● **Stated problem**:
Rewrite every one of the rows below as a numbered list, dropping any blank lines. Leave the pictures out.

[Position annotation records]
___

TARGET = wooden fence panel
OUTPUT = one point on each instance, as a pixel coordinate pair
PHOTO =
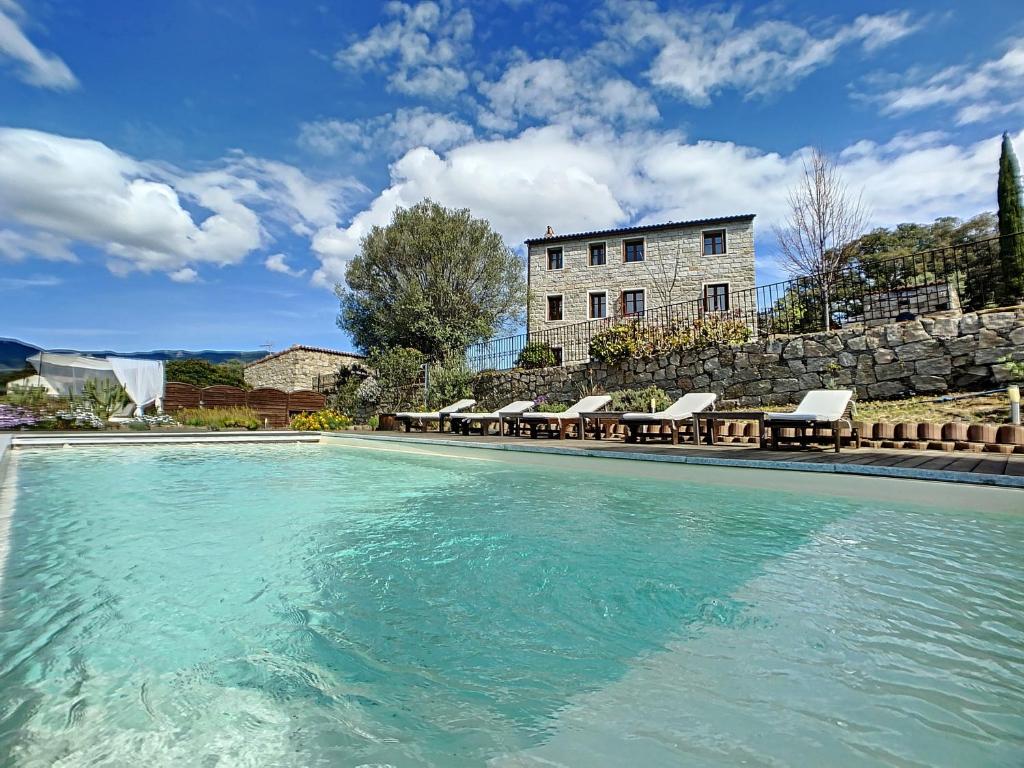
(271, 404)
(221, 395)
(178, 395)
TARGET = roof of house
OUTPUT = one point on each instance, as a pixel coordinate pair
(647, 228)
(304, 348)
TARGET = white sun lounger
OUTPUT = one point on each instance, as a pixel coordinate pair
(422, 417)
(818, 408)
(464, 421)
(679, 413)
(565, 419)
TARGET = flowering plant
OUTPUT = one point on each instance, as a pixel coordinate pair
(14, 417)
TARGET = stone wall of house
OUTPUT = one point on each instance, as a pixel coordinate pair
(674, 269)
(930, 355)
(296, 368)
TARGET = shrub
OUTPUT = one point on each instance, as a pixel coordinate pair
(104, 397)
(15, 417)
(220, 418)
(326, 420)
(639, 399)
(202, 373)
(536, 354)
(634, 340)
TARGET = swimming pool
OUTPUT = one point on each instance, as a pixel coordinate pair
(335, 605)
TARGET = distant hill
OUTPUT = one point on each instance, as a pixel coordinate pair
(14, 352)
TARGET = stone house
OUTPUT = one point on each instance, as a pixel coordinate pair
(297, 368)
(628, 271)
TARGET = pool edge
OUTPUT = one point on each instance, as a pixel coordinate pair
(965, 478)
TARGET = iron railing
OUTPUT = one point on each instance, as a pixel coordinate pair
(967, 276)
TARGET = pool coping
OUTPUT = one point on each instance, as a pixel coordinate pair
(967, 478)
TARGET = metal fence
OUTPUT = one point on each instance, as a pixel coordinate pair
(967, 276)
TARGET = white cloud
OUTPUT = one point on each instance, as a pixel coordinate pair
(422, 49)
(700, 53)
(33, 66)
(989, 89)
(391, 134)
(184, 274)
(16, 246)
(578, 182)
(278, 263)
(572, 92)
(56, 190)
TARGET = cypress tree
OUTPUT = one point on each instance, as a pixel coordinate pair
(1011, 224)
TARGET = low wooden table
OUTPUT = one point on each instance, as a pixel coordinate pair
(711, 418)
(597, 417)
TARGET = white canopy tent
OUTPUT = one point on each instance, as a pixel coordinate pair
(66, 375)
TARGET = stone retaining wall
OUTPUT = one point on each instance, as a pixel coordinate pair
(928, 355)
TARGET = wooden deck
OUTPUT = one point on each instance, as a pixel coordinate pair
(859, 461)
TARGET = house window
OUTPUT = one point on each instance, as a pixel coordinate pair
(554, 307)
(632, 302)
(714, 242)
(717, 297)
(554, 258)
(633, 250)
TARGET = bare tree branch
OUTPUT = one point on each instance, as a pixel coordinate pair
(824, 219)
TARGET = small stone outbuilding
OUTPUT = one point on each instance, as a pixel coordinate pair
(297, 368)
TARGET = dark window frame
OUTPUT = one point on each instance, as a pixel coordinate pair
(713, 236)
(642, 242)
(633, 294)
(561, 259)
(709, 298)
(561, 307)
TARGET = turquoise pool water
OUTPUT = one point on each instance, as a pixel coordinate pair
(312, 605)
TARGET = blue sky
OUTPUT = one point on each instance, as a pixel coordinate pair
(198, 173)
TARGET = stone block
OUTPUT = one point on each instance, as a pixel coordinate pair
(934, 367)
(929, 383)
(919, 350)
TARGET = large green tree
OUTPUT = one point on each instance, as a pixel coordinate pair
(1011, 224)
(435, 280)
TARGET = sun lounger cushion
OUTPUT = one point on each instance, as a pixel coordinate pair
(818, 404)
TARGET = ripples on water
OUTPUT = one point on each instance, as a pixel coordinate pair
(301, 605)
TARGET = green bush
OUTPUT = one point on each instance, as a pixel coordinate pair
(536, 354)
(449, 380)
(220, 418)
(202, 373)
(325, 420)
(639, 399)
(104, 397)
(634, 340)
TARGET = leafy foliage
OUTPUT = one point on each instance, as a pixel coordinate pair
(325, 420)
(220, 418)
(202, 373)
(434, 280)
(635, 340)
(104, 397)
(396, 383)
(536, 354)
(450, 380)
(640, 399)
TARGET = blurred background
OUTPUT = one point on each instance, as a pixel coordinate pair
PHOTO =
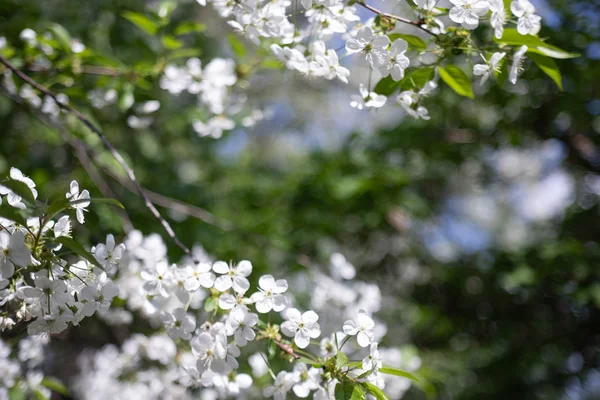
(481, 226)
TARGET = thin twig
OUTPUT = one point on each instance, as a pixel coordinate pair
(418, 24)
(174, 204)
(109, 146)
(286, 348)
(80, 153)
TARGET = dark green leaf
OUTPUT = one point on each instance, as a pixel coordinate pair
(188, 27)
(78, 249)
(549, 67)
(386, 86)
(141, 21)
(166, 8)
(12, 214)
(347, 390)
(184, 53)
(375, 391)
(19, 188)
(394, 371)
(55, 385)
(341, 359)
(210, 304)
(457, 80)
(414, 42)
(38, 395)
(236, 45)
(534, 44)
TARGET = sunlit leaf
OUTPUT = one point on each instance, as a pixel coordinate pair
(549, 67)
(457, 80)
(141, 21)
(78, 249)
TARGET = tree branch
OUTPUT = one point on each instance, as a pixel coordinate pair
(167, 227)
(417, 24)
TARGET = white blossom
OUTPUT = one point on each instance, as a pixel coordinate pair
(467, 12)
(269, 297)
(302, 327)
(362, 328)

___

● **Solution below**:
1. TARGET = wooden fence panel
2. OUTPUT = one point on each instance, as a pixel coordinate pair
3. PHOTO =
4. (271, 404)
5. (221, 395)
6. (178, 395)
7. TARGET = roof of house
8. OUTPUT = one point on each instance, as a pixel coordinate pair
9. (647, 228)
10. (304, 348)
11. TARGET = white sun lounger
12. OUTPUT = one point on each instance, as a pixel coordinate pair
13. (422, 417)
14. (818, 408)
15. (464, 421)
16. (679, 413)
17. (565, 419)
18. TARGET = flowering plant
19. OUTPUT = one point on each instance, as a pixel coordinate pair
20. (14, 417)
21. TARGET = stone wall of house
22. OUTPUT = one point on each instance, as a pixel coordinate pair
23. (674, 269)
24. (930, 355)
25. (296, 368)
26. TARGET = shrub
27. OUTPUT = one point on each instance, as a pixel coordinate pair
28. (104, 397)
29. (15, 417)
30. (220, 418)
31. (326, 420)
32. (639, 399)
33. (202, 373)
34. (536, 354)
35. (634, 340)
36. TARGET = swimming pool
37. OUTPUT = one point on each instance, as a pixel coordinate pair
38. (335, 605)
39. TARGET = distant hill
40. OUTPUT = one point on each instance, as a pixel coordinate pair
41. (14, 352)
42. TARGET = stone house
43. OUTPUT = one point on each instance, as a pixel coordinate pair
44. (297, 368)
45. (628, 271)
46. TARGET = pool edge
47. OUTPUT = one point on each instance, as a pixel coordinate pair
48. (965, 478)
49. TARGET = iron railing
50. OUTPUT = one point on each instance, as a pixel coordinate pair
51. (967, 276)
52. TARGET = pool coping
53. OUTPUT = one point on each instance, as a pixel coordinate pair
54. (967, 478)
55. TARGET = metal fence
56. OUTPUT = one point on each instance, as a pixel coordinate pair
57. (967, 276)
58. TARGET = white cloud
59. OUTPUT = one point on each instance, as a pixel coordinate pair
60. (422, 49)
61. (700, 53)
62. (33, 66)
63. (989, 89)
64. (391, 134)
65. (184, 274)
66. (16, 246)
67. (578, 182)
68. (278, 263)
69. (572, 92)
70. (56, 190)
71. TARGET = cypress tree
72. OUTPUT = one point on each instance, as a pixel coordinate pair
73. (1011, 224)
74. TARGET = low wooden table
75. OUTPUT = one point on each instance, as a pixel coordinate pair
76. (711, 418)
77. (597, 417)
78. TARGET = white canopy tent
79. OUTPUT = one point on each instance, as a pixel coordinate pair
80. (66, 375)
81. TARGET = stone retaining wall
82. OUTPUT = one point on each instance, as a pixel coordinate pair
83. (928, 355)
84. TARGET = wooden deck
85. OUTPUT = one point on each instance, as a pixel coordinate pair
86. (859, 461)
87. TARGET = house window
88. OUTPUT = one point on each instance, as a pixel coordinate pair
89. (554, 307)
90. (632, 302)
91. (714, 242)
92. (717, 297)
93. (554, 258)
94. (633, 250)
95. TARGET = bare tree branch
96. OUTPUT = one point on each instance, as a pixel coordinate pair
97. (824, 219)
98. TARGET = small stone outbuilding
99. OUTPUT = one point on each instance, as a pixel coordinate pair
100. (297, 368)
101. TARGET = dark window frame
102. OUTPUT = one point on each instance, as a pixel coordinate pair
103. (713, 236)
104. (642, 242)
105. (633, 294)
106. (561, 259)
107. (709, 298)
108. (561, 307)
109. TARGET = turquoise pool water
110. OUTPUT = one point on each instance, as a pixel coordinate pair
111. (312, 605)
112. TARGET = blue sky
113. OUTPUT = one point on each instance, as a pixel coordinate pair
114. (198, 173)
115. TARGET = stone block
116. OUTPUT = one point on each instance, as a pixel coordinate pair
117. (934, 367)
118. (929, 383)
119. (919, 350)
120. TARGET = large green tree
121. OUTPUT = one point on each instance, as a pixel coordinate pair
122. (1011, 224)
123. (435, 280)
124. TARGET = sun lounger cushion
125. OUTPUT = one point on each instance, as a pixel coordinate pair
126. (818, 404)
127. TARGET = ripples on water
128. OUTPUT = one point on each instance, as a pixel coordinate pair
129. (301, 605)
130. TARGET = green bush
131. OUTPUT = one point on each instance, as a pixel coordinate pair
132. (536, 354)
133. (449, 380)
134. (220, 418)
135. (202, 373)
136. (325, 420)
137. (639, 399)
138. (104, 397)
139. (634, 340)
140. TARGET = leafy foliage
141. OUTPUT = one point on each instance, as a pixel coordinate pair
142. (325, 420)
143. (220, 418)
144. (202, 373)
145. (434, 280)
146. (635, 340)
147. (104, 397)
148. (396, 383)
149. (536, 354)
150. (450, 380)
151. (640, 399)
152. TARGET = blurred background
153. OUTPUT = one point on each instance, as a pixel coordinate pair
154. PHOTO =
155. (481, 226)
156. TARGET = thin twig
157. OUTPUT = one point on each instance, as a pixel coordinate pair
158. (418, 24)
159. (174, 204)
160. (109, 146)
161. (286, 348)
162. (80, 153)
163. TARGET = dark green leaf
164. OUTPUT = one point on each instance, as a pixel coordinate pair
165. (188, 27)
166. (78, 249)
167. (549, 67)
168. (386, 86)
169. (141, 21)
170. (166, 8)
171. (12, 214)
172. (347, 390)
173. (184, 53)
174. (375, 391)
175. (19, 188)
176. (394, 371)
177. (55, 385)
178. (341, 359)
179. (210, 304)
180. (457, 80)
181. (414, 42)
182. (38, 395)
183. (236, 45)
184. (534, 44)
185. TARGET = sunlit leaf
186. OUTPUT = one point on each instance, as a pixel coordinate pair
187. (549, 67)
188. (457, 80)
189. (141, 21)
190. (78, 249)
191. TARGET = tree branch
192. OUTPUT = one point on each instance, as a pixel coordinate pair
193. (167, 227)
194. (417, 24)
195. TARGET = white blossom
196. OUTPUT = one point on each instance, as a pixel coordinate pair
197. (467, 12)
198. (269, 297)
199. (302, 327)
200. (362, 328)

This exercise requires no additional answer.